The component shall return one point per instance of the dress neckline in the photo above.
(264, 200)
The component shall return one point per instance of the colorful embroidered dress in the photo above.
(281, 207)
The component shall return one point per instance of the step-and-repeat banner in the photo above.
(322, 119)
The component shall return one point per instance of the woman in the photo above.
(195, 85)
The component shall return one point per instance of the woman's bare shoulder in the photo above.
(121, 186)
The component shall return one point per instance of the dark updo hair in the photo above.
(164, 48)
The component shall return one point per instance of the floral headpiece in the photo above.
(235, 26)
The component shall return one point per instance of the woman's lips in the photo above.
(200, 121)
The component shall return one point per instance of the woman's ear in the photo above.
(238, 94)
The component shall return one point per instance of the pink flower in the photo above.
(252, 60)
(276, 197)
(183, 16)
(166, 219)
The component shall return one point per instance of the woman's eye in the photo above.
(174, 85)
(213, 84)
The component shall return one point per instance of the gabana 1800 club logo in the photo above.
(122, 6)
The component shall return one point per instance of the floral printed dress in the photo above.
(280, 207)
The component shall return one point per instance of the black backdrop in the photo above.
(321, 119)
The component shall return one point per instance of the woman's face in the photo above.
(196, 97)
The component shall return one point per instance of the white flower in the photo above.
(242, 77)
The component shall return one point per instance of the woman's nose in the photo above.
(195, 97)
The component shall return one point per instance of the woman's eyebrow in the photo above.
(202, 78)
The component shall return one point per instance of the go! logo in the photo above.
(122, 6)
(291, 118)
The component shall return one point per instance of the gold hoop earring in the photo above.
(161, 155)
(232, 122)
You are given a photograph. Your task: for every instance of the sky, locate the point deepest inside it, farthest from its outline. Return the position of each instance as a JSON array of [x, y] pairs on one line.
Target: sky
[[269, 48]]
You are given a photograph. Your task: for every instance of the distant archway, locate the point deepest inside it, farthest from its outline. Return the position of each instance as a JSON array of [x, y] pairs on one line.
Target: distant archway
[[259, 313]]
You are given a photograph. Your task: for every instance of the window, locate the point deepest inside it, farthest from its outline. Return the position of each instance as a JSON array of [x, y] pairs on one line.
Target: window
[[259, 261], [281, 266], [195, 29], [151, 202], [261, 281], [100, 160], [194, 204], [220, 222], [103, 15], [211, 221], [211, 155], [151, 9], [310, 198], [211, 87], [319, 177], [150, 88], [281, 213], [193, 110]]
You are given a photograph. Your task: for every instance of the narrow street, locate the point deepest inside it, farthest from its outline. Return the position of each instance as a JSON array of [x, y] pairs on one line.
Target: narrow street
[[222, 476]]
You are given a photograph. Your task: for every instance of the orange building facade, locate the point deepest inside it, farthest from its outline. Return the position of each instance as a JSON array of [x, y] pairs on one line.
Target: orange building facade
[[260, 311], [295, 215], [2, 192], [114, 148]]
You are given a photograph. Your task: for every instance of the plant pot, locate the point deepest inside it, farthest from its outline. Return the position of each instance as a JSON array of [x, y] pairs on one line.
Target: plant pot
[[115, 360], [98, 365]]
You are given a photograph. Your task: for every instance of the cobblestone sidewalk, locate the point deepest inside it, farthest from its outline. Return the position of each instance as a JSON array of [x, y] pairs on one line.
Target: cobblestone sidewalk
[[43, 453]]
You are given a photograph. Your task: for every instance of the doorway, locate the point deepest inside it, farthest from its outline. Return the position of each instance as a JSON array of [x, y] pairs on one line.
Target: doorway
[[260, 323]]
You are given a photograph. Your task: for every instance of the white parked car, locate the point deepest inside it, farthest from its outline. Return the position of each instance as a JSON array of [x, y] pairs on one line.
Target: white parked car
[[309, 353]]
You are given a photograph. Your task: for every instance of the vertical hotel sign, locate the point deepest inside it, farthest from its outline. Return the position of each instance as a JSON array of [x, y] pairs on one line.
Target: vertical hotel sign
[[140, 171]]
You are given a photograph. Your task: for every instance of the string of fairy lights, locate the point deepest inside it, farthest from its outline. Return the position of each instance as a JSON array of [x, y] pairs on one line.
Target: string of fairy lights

What the task asks →
Give all the items above again, swapping "instance" for "occurrence" everywhere it appears and leaving everything else as it is.

Finished exercise →
The component shall return one point per occurrence of the dress neckline in the photo above.
(264, 200)
The component shall return one point per occurrence of the colorful embroidered dress in the photo above.
(281, 207)
The component shall return one point per occurrence of the step-and-repeat banner in the photo above.
(322, 119)
The component shall return one point per occurrence of the woman in the photo above.
(195, 85)
The component shall return one point per occurrence of the woman's bare shoulder in the photo above.
(121, 186)
The component shall return one point per occurrence of the dark updo hair in the photo above.
(164, 48)
The component shall return one point per occurrence of the floral headpiece in the photo above.
(235, 26)
The component shall return one point per occurrence of the woman's lips in the photo above.
(200, 121)
The component shall return one point per occurrence of the woman's ear in the photo above.
(238, 94)
The component shall return one point per occurrence of the pink flower in the photo above.
(252, 60)
(276, 197)
(183, 16)
(166, 219)
The component shall return one point per occurrence of the woman's eye in the photo above.
(174, 85)
(213, 84)
The component shall return one point per occurrence of the gabana 1800 club logo in the photo above.
(122, 6)
The component shall return one point per occurrence of the floral printed dress in the photo above.
(280, 207)
The component shall return one point per occurrence of the black backdrop in the photo above.
(321, 119)
The component shall return one point per occurrence of the woman's face in the photo above.
(196, 97)
The component shall return one point per occurrence of the white flower in the photo above.
(242, 77)
The component shall return one point per occurrence of the woman's nose in the photo above.
(195, 97)
The component shall return one point per occurrence of the woman's eyebrow in the photo above.
(202, 78)
The component shall return one point per occurrence of the go! logo in the photo above.
(122, 6)
(291, 118)
The component shall return one point per occurrence of the gold hoop earring in the photo above.
(161, 155)
(232, 122)
You are given a photograph. Your task: for every occurrence of the sky, locate the point deepest inside it, farthest from its outline. Return the position of each occurrence as a JSON array of [x, y] pairs on one line.
Target: sky
[[269, 48]]
You are given a photograph. Your task: for every occurrence of the distant archway, locate the point deepest inside it, farthest from its outline. Return the position of each occurrence as a JSON array of [x, y] pairs on one line.
Target: distant archway
[[259, 313]]
You are given a photograph. Your task: for every occurrence of the window, locate the point deepest inside it, farthest from its outline. Return the position of each occurrence as a JSON array of [x, y] pairs on one line.
Target: window
[[259, 261], [281, 266], [195, 29], [151, 202], [261, 281], [100, 160], [194, 204], [220, 222], [103, 15], [211, 221], [211, 155], [151, 9], [310, 198], [211, 87], [319, 177], [150, 88], [281, 213], [193, 110]]
You are given a photograph. Your task: for every occurrence of the narrow street, locate the point deepest inside it, farthest from its outline. Return the position of each occurrence as a JSON array of [x, y] pairs on one line.
Target: narrow street
[[222, 476]]
You are given a photograph. Your task: for every occurrence of the orange building facade, locate the point deepest inside it, farthest from its outline. Return the position of each occurrence as a JSON array of [x, y] pairs on one line.
Target: orange building facade
[[260, 311], [295, 215], [2, 192], [114, 148]]
You are given a photograph. Your task: for every occurrence of the plant pot, locate the point deepest inside it, farthest from its outline. Return the position of each occurrence as a JSON array of [x, y] pairs on one line.
Target: plant pot
[[115, 360], [98, 365]]
You are given a photograph. Your task: for every occurrence of the cobblestone sidewalk, locate the point deepest inside it, farthest from its outline. Return the position of each occurrence as a JSON array of [x, y] pairs on one line.
Target: cobblestone sidewalk
[[43, 453]]
You are given a photograph. Your task: for every occurrence of the doorway, locate the point deepest inside it, farthest from its outline. Return the position of each occurrence as a JSON array of [x, y] pairs on one line.
Target: doorway
[[260, 323]]
You are given a photograph. Your task: for every occurrence of the white parked car, locate the point deepest inside it, farthest from its outline. Return the position of each occurrence as a JSON array of [x, y] pairs on one line.
Target: white parked car
[[309, 353]]
You are given a photograph. Your task: for every occurrence of the vertical hotel sign, locate the point deepest inside it, farthest from its outline. Return the position of each occurrence as a JSON array of [x, y] pairs on one line.
Target: vertical hotel sign
[[140, 171]]
You are given a photograph. Your task: for every occurrence of the string of fairy lights, locate the point deepest inside it, farthest from its outline. Return the position of each occurrence as a JSON array of [x, y] pairs on one line.
Target: string of fairy lights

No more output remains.